----- Passage shown
Monday, July 5, 2010

Unread Book Challenge: CHRONICLES OF NARNIA

I just finished reading The Chronicles of Narnia--all seven books in the series. Now that I have finished reading the books, I have a confession to make: I was dreading reading The Chronicles of Narnia.

I never read the books when I was younger because I didn't much enjoy fantasy books. I remember watching a movie based on The Lion, the Witch, and the Wardrobe when I was younger, and the story didn't appeal to me. I think my sister had the books on her bookshelf (she can correct me if I'm wrong, but I know I remember seeing them on someone's bookshelf...), and I remember thinking, "Why would anyone want to read books about talking animals?" At the time, I just didn't get it. It took me a while to come around to reading fantasy; in fact, I was in college before a friend convinced me to read The Complete Book of Swords, my first foray into fantasy. It wouldn't be until I read Harry Potter, though, that the true magnificence of fantasy would finally open my eyes to a genre I had been largely ignoring most of my life.

And so, it was with a bit of trepidation that I included The Chronicles of Narnia in my Book to Read Next Poll because I figured that would be the winner. My underlying motive was to read it early on in the Unread Books Challenge, though, so that I could get it out of the way.
----------
----- Data segment
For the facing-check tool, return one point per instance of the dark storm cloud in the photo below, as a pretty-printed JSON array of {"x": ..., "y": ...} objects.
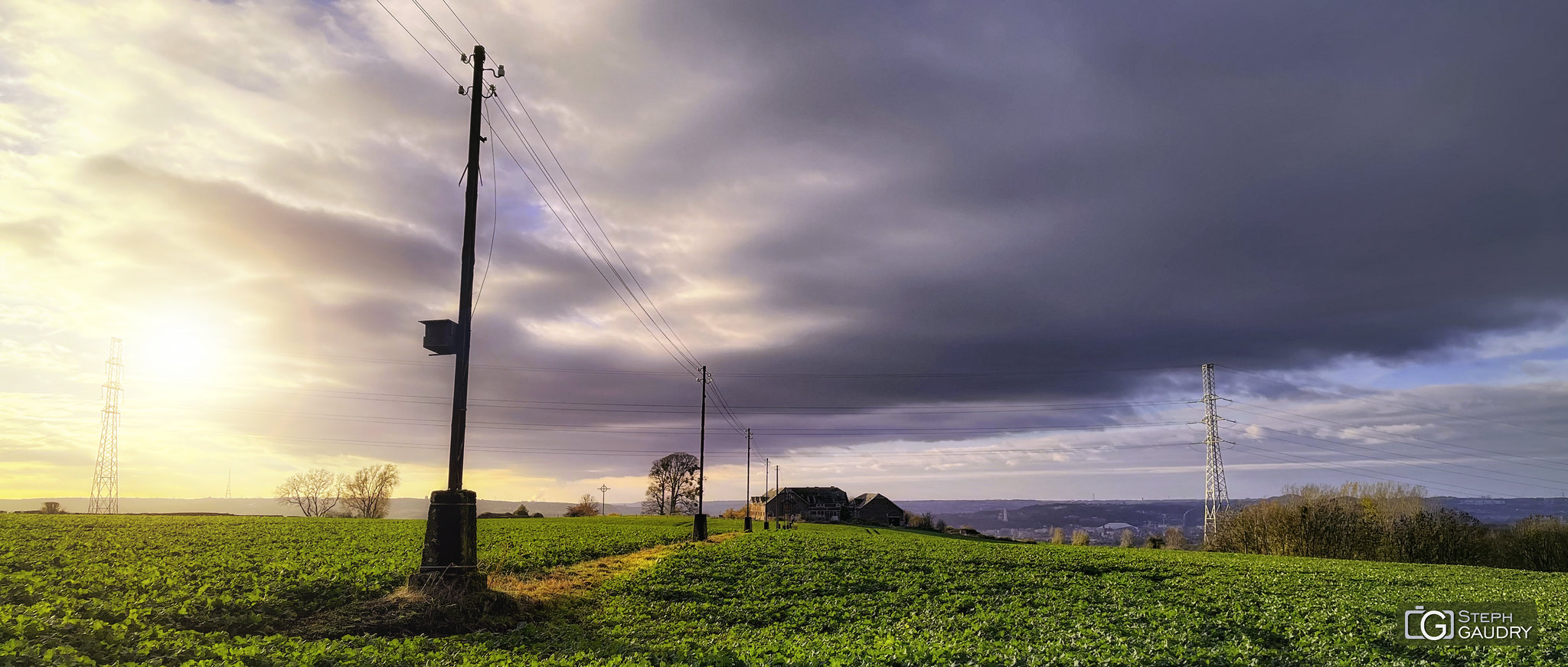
[{"x": 1056, "y": 187}]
----------
#### [Instruction]
Copy word for word the part of the Narnia reading post starting at "And so, it was" and ending at "of the way.".

#### [Exercise answer]
And so, it was with a bit of trepidation that I included The Chronicles of Narnia in my Book to Read Next Poll because I figured that would be the winner. My underlying motive was to read it early on in the Unread Books Challenge, though, so that I could get it out of the way.